**Stated exercise**
From the line containing "Practice. Find the white" down to the last line of the records below, copy every line exactly. Leave out everything before it.

**Data to use**
'''

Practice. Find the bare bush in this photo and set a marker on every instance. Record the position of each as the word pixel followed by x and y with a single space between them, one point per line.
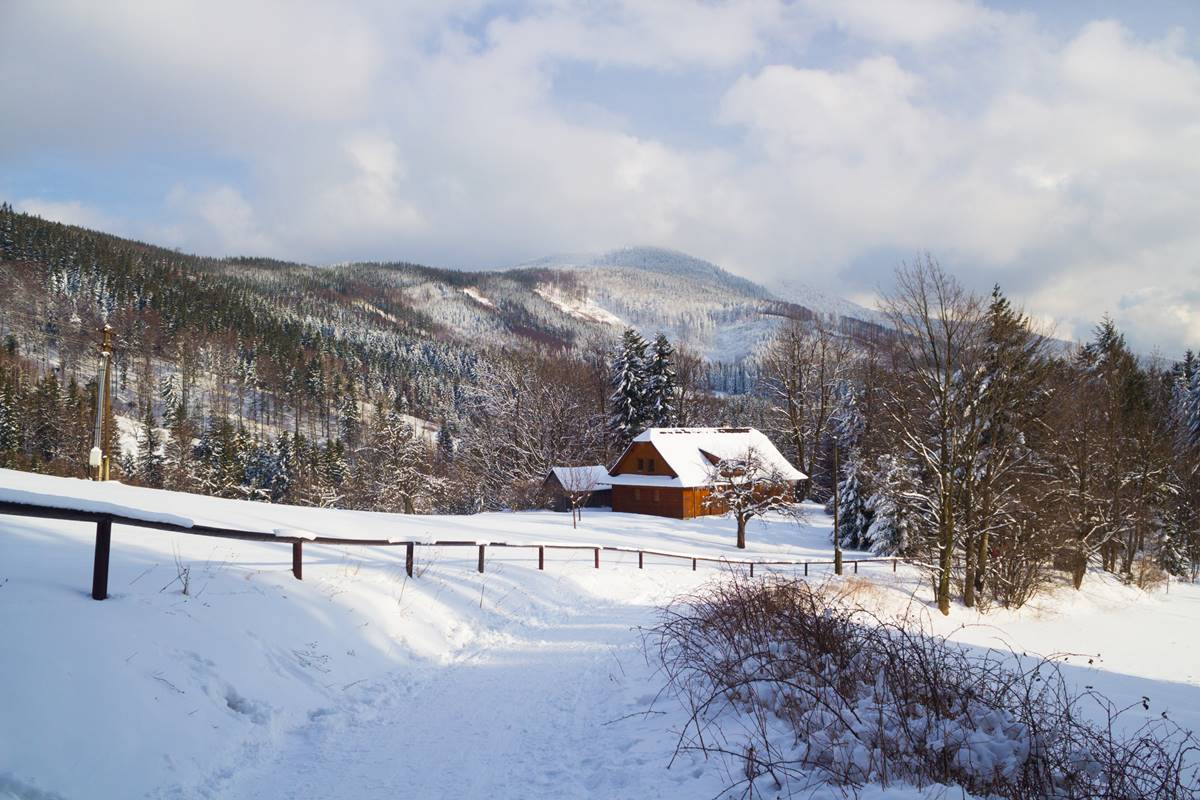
pixel 1147 573
pixel 798 686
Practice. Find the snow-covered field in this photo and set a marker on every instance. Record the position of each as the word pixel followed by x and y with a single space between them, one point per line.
pixel 361 683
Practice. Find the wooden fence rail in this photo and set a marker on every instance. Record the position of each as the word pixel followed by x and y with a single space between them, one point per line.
pixel 105 522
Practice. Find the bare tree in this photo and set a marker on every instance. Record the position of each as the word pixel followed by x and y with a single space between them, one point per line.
pixel 799 371
pixel 579 483
pixel 939 326
pixel 747 486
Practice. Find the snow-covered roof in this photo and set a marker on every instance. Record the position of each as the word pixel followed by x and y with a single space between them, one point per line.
pixel 582 479
pixel 687 452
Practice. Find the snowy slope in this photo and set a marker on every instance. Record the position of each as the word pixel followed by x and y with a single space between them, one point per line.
pixel 360 683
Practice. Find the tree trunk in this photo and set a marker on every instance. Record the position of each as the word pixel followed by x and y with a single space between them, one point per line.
pixel 837 531
pixel 982 557
pixel 969 572
pixel 946 559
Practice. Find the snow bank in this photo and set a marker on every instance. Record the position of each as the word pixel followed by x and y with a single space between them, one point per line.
pixel 361 683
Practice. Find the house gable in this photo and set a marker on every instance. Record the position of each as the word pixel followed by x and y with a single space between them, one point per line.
pixel 642 458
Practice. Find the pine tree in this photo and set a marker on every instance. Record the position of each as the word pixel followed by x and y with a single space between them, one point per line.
pixel 7 426
pixel 892 530
pixel 846 428
pixel 349 419
pixel 402 476
pixel 287 469
pixel 660 384
pixel 168 395
pixel 630 414
pixel 150 470
pixel 855 517
pixel 445 440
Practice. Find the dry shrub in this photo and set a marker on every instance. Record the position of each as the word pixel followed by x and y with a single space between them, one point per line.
pixel 1149 575
pixel 801 686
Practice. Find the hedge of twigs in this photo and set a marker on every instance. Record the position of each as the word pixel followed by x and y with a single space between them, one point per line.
pixel 797 686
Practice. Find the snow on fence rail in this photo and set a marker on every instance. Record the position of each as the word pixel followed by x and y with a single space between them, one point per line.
pixel 298 537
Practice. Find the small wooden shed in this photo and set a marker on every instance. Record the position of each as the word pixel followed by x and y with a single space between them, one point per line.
pixel 563 481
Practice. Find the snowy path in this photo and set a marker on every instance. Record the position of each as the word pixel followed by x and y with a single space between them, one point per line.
pixel 541 713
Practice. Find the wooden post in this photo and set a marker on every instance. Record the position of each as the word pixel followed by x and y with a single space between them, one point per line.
pixel 100 566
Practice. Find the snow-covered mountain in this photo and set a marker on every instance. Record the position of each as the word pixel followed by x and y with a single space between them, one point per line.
pixel 713 312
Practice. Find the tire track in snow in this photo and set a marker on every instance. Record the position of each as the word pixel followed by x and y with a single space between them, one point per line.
pixel 522 717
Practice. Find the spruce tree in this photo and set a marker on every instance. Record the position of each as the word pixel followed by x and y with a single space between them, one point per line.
pixel 349 419
pixel 629 380
pixel 660 384
pixel 150 470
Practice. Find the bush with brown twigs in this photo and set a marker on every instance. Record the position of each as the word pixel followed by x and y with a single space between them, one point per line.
pixel 798 686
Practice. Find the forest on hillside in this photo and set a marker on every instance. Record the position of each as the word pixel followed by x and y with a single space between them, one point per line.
pixel 961 435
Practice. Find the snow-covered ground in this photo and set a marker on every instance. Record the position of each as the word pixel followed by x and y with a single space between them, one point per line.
pixel 361 683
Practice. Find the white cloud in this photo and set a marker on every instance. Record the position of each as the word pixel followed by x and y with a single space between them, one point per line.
pixel 911 23
pixel 73 212
pixel 222 214
pixel 1063 168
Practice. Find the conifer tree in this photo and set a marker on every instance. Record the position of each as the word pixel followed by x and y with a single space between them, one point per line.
pixel 349 419
pixel 150 470
pixel 630 414
pixel 660 384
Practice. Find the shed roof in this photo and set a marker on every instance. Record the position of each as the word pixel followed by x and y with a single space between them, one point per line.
pixel 593 476
pixel 687 452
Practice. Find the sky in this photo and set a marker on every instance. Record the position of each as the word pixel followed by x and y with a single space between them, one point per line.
pixel 1053 148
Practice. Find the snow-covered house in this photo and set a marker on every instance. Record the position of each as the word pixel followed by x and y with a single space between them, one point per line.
pixel 669 471
pixel 562 482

'''

**Solution to the problem**
Practice. Find the white cloud in this photo and set a marker on every instance. Record the position of each as the word pixel followed by x and y with a single space between them, one point per line.
pixel 911 23
pixel 73 212
pixel 222 214
pixel 1063 168
Practice. Find the conifer tree in this photo and set a marker on every instance. Record the position of each as the word pixel followed by x and y with a single space between them, one point per line.
pixel 349 419
pixel 150 470
pixel 630 414
pixel 660 384
Practice. Find the shed roof in this photo and set a marker on every instance. Record the position of each as the word pixel followed by x and y with a single space between them, one point per line.
pixel 593 476
pixel 687 452
Practice. Find the sky in this photo and set a marker on every instance. Record the position of each as the word pixel followed by x and y with a single space between them, one point per line.
pixel 1053 148
Practice. Find the snow-covered house in this photo and set a marker on every instance. Record the position of each as the word pixel followed by x and y with a single space between them, one point per line.
pixel 669 471
pixel 562 482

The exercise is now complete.